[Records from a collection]
———

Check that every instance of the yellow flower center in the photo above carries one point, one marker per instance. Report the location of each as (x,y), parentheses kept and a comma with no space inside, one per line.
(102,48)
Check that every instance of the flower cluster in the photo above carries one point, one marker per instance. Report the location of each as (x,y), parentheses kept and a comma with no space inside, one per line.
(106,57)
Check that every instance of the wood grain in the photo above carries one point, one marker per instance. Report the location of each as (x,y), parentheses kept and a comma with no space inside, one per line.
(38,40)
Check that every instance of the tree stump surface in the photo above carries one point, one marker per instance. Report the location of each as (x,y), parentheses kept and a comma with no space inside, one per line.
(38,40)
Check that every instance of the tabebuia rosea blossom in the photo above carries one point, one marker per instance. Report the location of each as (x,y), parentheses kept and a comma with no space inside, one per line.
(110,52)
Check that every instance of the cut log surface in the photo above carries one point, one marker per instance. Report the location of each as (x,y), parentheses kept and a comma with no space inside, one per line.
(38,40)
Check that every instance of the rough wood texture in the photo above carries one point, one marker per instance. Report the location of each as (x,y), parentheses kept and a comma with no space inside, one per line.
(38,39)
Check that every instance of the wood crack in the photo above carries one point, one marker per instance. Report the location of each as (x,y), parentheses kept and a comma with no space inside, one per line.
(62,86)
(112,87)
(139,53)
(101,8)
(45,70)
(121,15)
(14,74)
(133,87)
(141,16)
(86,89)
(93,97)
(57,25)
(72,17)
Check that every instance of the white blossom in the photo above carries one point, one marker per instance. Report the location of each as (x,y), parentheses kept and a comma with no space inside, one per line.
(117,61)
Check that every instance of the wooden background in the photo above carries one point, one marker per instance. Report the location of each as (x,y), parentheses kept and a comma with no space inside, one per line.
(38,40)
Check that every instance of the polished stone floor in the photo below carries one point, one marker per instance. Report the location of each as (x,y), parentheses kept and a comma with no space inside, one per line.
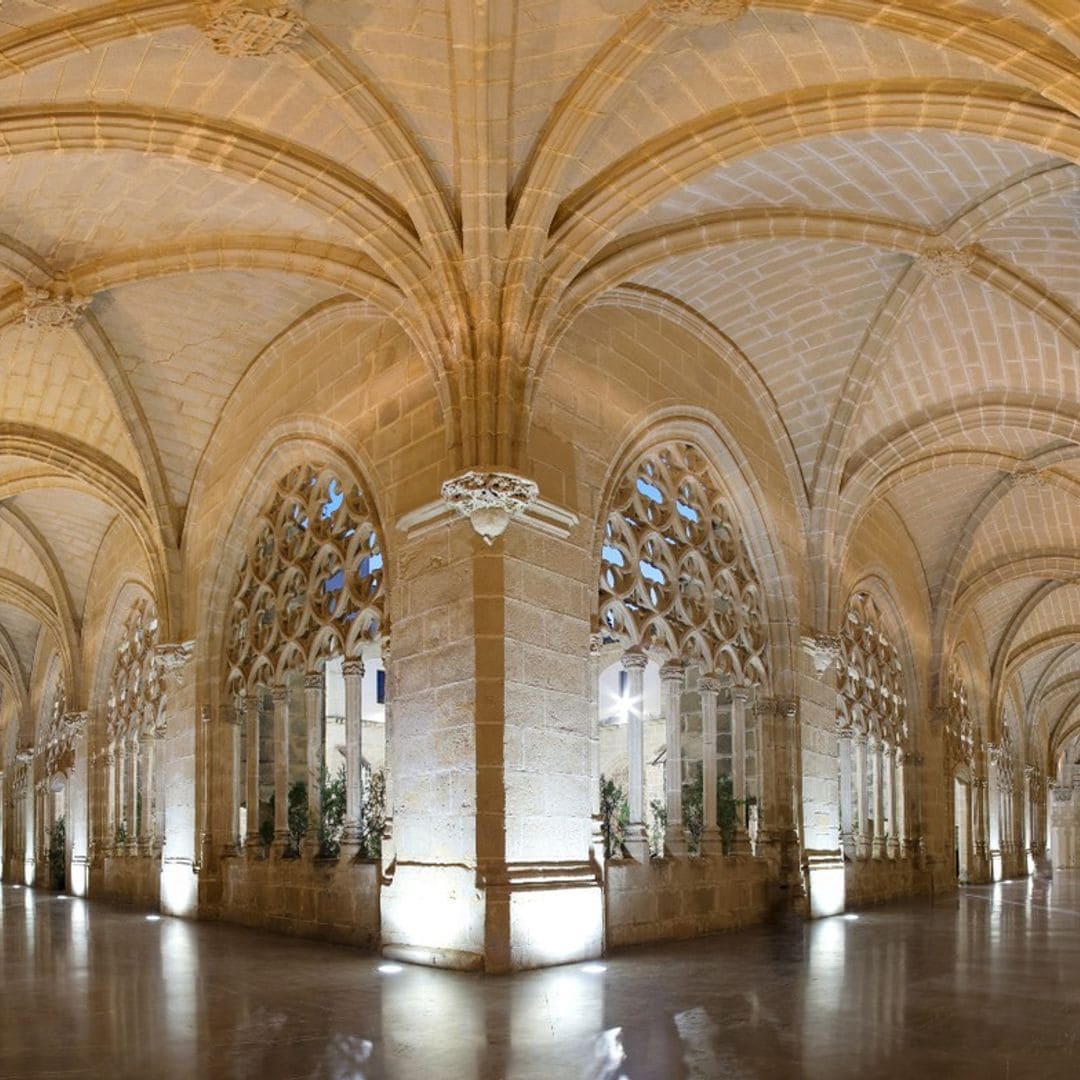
(986,985)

———

TASK:
Print out the lines exactly, skipping any picture.

SOLUTION:
Check that every instance of the yellow flower center in the photo above carries one point, one marker per instance. Report the location of each as (x,y), parentheses kept and a comma with no space inside, one per line.
(102,48)
Check that every instance of the flower cluster in the photo above carries one point, one marker per instance. Report the location of each as (x,y), parentheses kept and a comma with no space inside, one per line.
(106,57)
Check that every instance of the wood grain in the photo above carries one point, one marker per instance. Report the location of each as (x,y), parentheses kept and a comma with no space inside, one per line.
(38,40)
Check that every instance of the tree stump surface in the photo above carries one point, one marker per instance. Report the location of each as (x,y), parentheses kept and a comma with no space inside, one per line.
(38,40)
Check that every instance of the tabebuia rosea blossom in the photo above carries one point, one marker per instance. Report the location of each as (x,y), parentheses kept and a comma with no space inside, one per line.
(110,52)
Check that every instance of the cut log surface in the photo above carries one point, one marker per instance. Report the location of each as (x,y), parentheses kept and a comma with no space inside, one per line.
(38,40)
Check that every instance of the rough wood texture in the photo above carries one point, one marker per instance. Report the location of each as (x,y), parentheses kept and a comma with no space inside, one per line.
(38,39)
Check that every instance of the wood crack in the photo above carries one point, one marker per instance. Report the location of each as (x,y), parentheses kept and a comma with no space inside, one per line.
(62,86)
(112,87)
(139,53)
(101,8)
(45,70)
(121,15)
(14,74)
(133,87)
(141,16)
(86,89)
(93,97)
(57,25)
(72,17)
Check that every instance of the white blossom in the photo above carries one point, one marker per instance. Report the location of each as (x,y), parentheses kept and a comma with no space inside, one per line.
(117,61)
Check that every instance of the wooden background in the photo above carries one point, one marker per instance. Report the location of each as (x,y), parentheses kept and a comma with no space inside, one per line.
(38,40)
Check that every instance of the polished stone floor in the photo below carries one point, one marker per instance. Report the location of each as (x,y), parentheses kept and a comma with no space inside, one per line.
(986,985)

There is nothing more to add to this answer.